What the task asks:
Pick out each line in the data below that contains the word "chest", and copy those lines unchanged.

Data excerpts:
⟨

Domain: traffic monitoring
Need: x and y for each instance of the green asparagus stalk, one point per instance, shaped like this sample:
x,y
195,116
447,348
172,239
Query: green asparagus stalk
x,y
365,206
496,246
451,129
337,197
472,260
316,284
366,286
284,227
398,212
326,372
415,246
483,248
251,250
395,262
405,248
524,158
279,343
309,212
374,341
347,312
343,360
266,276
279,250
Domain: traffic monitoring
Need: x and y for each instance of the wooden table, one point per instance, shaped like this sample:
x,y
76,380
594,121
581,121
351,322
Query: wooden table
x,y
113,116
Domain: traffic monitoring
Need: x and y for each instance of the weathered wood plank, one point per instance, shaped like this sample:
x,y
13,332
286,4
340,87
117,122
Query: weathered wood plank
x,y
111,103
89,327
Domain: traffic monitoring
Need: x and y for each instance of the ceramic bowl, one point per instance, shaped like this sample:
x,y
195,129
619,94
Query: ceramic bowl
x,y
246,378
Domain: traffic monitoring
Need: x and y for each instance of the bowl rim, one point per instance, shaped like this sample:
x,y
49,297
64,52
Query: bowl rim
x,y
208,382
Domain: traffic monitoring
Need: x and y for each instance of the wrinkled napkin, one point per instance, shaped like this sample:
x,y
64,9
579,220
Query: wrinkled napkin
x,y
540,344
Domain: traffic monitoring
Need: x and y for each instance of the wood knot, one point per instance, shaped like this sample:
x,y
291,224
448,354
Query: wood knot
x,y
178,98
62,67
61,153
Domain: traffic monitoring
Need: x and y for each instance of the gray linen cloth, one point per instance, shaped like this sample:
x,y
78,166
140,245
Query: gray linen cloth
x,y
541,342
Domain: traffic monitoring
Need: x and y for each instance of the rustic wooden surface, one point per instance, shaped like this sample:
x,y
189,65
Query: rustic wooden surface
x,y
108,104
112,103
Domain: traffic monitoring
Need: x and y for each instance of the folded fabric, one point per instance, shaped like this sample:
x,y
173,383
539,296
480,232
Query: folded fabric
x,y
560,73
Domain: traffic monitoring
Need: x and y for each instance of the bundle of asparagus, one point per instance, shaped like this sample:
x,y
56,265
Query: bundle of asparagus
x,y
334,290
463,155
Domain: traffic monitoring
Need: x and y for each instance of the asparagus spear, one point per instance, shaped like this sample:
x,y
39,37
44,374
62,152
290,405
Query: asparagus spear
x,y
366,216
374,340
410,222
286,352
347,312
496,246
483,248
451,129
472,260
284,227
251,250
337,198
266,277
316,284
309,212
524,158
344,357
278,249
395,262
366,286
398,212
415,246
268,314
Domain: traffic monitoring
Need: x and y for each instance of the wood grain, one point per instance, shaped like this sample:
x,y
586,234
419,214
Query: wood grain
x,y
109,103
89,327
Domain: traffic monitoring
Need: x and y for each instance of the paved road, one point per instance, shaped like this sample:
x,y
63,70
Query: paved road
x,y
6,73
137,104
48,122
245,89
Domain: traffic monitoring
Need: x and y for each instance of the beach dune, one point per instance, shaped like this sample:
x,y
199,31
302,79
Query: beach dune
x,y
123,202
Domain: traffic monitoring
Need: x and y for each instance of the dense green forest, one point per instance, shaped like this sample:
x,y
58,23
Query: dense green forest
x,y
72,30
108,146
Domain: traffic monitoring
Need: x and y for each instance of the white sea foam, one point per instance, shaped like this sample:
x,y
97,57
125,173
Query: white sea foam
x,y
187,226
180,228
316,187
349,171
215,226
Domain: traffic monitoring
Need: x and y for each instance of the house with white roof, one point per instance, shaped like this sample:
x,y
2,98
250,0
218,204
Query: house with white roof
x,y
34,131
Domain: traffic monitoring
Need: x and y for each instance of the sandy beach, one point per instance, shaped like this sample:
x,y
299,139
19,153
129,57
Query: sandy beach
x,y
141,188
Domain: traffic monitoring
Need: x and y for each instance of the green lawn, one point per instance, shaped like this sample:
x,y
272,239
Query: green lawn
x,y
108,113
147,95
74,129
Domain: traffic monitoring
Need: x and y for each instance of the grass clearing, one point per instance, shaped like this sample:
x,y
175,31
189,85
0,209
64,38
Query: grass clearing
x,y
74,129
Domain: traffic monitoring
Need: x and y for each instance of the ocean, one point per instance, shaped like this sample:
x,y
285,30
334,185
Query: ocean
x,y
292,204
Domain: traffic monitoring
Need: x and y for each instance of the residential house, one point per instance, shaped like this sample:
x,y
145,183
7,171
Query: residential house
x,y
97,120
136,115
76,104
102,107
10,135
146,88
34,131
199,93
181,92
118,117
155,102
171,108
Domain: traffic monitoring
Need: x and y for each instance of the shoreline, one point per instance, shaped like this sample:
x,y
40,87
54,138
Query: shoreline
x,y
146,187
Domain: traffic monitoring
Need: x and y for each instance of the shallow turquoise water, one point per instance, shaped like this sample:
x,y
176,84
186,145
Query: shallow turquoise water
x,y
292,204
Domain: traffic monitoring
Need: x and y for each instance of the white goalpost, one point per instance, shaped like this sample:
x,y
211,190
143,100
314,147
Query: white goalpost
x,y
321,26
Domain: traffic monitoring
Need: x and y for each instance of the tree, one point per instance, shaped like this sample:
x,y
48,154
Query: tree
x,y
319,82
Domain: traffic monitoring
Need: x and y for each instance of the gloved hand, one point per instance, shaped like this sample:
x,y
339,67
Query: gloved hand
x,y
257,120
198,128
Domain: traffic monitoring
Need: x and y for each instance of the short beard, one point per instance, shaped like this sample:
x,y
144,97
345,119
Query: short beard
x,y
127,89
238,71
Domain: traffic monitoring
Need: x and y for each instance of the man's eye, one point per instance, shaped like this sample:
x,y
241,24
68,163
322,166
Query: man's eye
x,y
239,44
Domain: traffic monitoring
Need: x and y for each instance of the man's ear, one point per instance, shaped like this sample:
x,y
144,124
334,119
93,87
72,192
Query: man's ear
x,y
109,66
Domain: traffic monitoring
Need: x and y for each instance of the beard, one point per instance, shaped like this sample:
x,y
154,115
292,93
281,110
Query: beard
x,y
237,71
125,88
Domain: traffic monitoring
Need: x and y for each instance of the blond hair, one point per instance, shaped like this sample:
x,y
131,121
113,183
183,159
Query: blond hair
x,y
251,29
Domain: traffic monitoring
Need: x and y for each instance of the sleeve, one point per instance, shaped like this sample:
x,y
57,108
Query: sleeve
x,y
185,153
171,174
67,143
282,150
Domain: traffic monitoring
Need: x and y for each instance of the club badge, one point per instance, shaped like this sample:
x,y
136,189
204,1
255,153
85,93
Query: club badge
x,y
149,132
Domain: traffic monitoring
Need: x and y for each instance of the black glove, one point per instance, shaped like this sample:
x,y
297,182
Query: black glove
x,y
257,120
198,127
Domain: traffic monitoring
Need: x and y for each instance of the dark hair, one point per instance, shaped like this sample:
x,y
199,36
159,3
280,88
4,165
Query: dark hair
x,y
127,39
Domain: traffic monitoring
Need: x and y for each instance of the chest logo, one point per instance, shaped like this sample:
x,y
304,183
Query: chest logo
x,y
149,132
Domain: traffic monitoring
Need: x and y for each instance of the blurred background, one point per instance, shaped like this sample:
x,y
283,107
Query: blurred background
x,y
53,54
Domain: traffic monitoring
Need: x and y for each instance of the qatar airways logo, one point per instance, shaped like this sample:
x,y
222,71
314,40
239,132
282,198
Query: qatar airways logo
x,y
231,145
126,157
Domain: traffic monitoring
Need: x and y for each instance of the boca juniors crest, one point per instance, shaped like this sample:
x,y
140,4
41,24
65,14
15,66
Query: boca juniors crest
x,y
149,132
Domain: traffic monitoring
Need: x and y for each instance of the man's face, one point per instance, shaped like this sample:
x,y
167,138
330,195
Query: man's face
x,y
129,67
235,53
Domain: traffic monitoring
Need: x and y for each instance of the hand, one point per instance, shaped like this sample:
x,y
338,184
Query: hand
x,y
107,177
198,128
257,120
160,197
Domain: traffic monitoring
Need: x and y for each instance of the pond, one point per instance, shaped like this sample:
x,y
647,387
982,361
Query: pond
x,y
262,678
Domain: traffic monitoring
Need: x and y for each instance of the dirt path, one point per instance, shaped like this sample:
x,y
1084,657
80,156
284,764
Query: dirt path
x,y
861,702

⟩

Task response:
Need: x and y for each instance of the chest logo, one point per instance, shaped like this sample:
Query: chest logo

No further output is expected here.